** Start **
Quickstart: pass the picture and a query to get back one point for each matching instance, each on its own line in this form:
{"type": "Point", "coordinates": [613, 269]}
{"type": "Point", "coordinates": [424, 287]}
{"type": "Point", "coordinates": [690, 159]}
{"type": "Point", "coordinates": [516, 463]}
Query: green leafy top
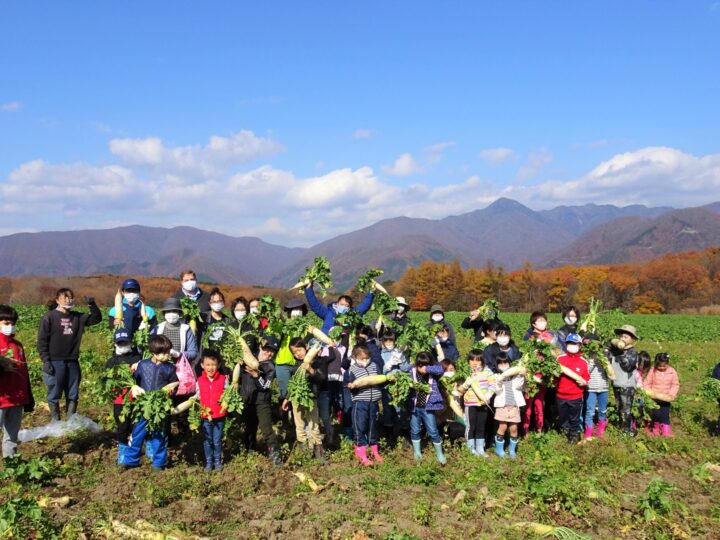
{"type": "Point", "coordinates": [350, 320]}
{"type": "Point", "coordinates": [490, 309]}
{"type": "Point", "coordinates": [319, 273]}
{"type": "Point", "coordinates": [365, 282]}
{"type": "Point", "coordinates": [417, 337]}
** End **
## WHAT IS NEEDED
Convert the records above into a Markdown table with two columns, Row and Text. Give each non-blank line its own row, numbered in order, and leave the pictures out.

## TASK RESULT
| Row | Text |
|---|---|
| 1 | Quickstart: pass the picture and a query to get back one point for each matching instance, each on its own line in this form: |
| 2 | {"type": "Point", "coordinates": [613, 269]} |
| 3 | {"type": "Point", "coordinates": [424, 287]} |
| 4 | {"type": "Point", "coordinates": [690, 159]} |
| 5 | {"type": "Point", "coordinates": [516, 463]} |
| 6 | Query: green leafy top |
| 7 | {"type": "Point", "coordinates": [350, 320]} |
| 8 | {"type": "Point", "coordinates": [490, 309]} |
| 9 | {"type": "Point", "coordinates": [319, 273]} |
| 10 | {"type": "Point", "coordinates": [365, 282]} |
| 11 | {"type": "Point", "coordinates": [417, 337]} |